*** RECORD EXTRACTS ***

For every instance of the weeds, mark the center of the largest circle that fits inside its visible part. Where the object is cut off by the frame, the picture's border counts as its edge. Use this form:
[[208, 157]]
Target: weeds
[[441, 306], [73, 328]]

*** End of RECORD EXTRACTS ***
*** RECORD EXTRACTS ***

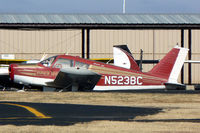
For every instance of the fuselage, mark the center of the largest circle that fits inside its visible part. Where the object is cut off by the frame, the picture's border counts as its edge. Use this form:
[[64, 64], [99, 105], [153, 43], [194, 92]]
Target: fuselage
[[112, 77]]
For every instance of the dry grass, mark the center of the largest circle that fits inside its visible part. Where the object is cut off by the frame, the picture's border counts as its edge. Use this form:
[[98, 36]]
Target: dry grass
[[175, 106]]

*** End of RECORD EXTRACTS ***

EXERCISE:
Take each line of the material above that holds the string "part" and copy it.

SOLVED PROBLEM:
For every instance of the weeds, mark the center of the largest circle that fits inside its visible part. Where the object is cut off by the frame, the picture's border counts as its edge. Use this form:
For every instance of the fuselage, mark the center of the largest circle that fits inside its visible part. Where the object is cut off by the frame, the picture's border counts as its edge. Use this form:
For every instance of the dry grass, mark the center of the largest circle that fits inside its visible part. Where the object is cut off by the frame, the picture's border counts as its edge. Use this form:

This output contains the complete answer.